***** SEÇÃO DE TEXTO

Art. 283. O requerimento e os documentos serão autuados como habilitação, observando-se o disposto na seção 6 deste capítulo.

Art. 284. Nos editais haverá expressa indicação de que se trata de conversão de união estável em casamento.

Art. 285. Decorrido o prazo legal do edital e observadas as disposições do item anterior, será lavrado o assento da conversão da união estável em casamento, independentemente de qualquer solenidade, prescindindo o ato da celebração do matrimônio.

Art. 286. O assento da conversão da união estável em casamento será lavrado no Livro "B", exarando-se o determinado nos arts. 70, 1º ao 8º e 10 da Lei de Registros Públicos.

Art. 287. Os espaços próprios do nome e assinatura do celebrante do ato serão inutilizados, anotando-se no respectivo termo que se trata de conversão de união estável em casamento, tal como exigido no art. 8º da Lei nº 9.278, de 10.05.1996.

**********
***** SEÇÃO DE DADOS

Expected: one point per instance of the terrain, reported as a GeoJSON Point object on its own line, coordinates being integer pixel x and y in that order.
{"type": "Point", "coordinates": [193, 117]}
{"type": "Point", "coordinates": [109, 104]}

**********

» REQUISITOS: Na seção de texto, reescreva de modo mais breve o parágrafo que começa com "Art. 287. Os espaços próprios", conservando seus fatos principais.

» RESPOSTA ESCRITA: Art. 287. Inutilizam-se os espaços do nome e da assinatura do celebrante. No termo, anota-se que se trata de conversão de união estável em casamento, como exige o art. 8º da Lei nº 9.278, de 10.05.1996.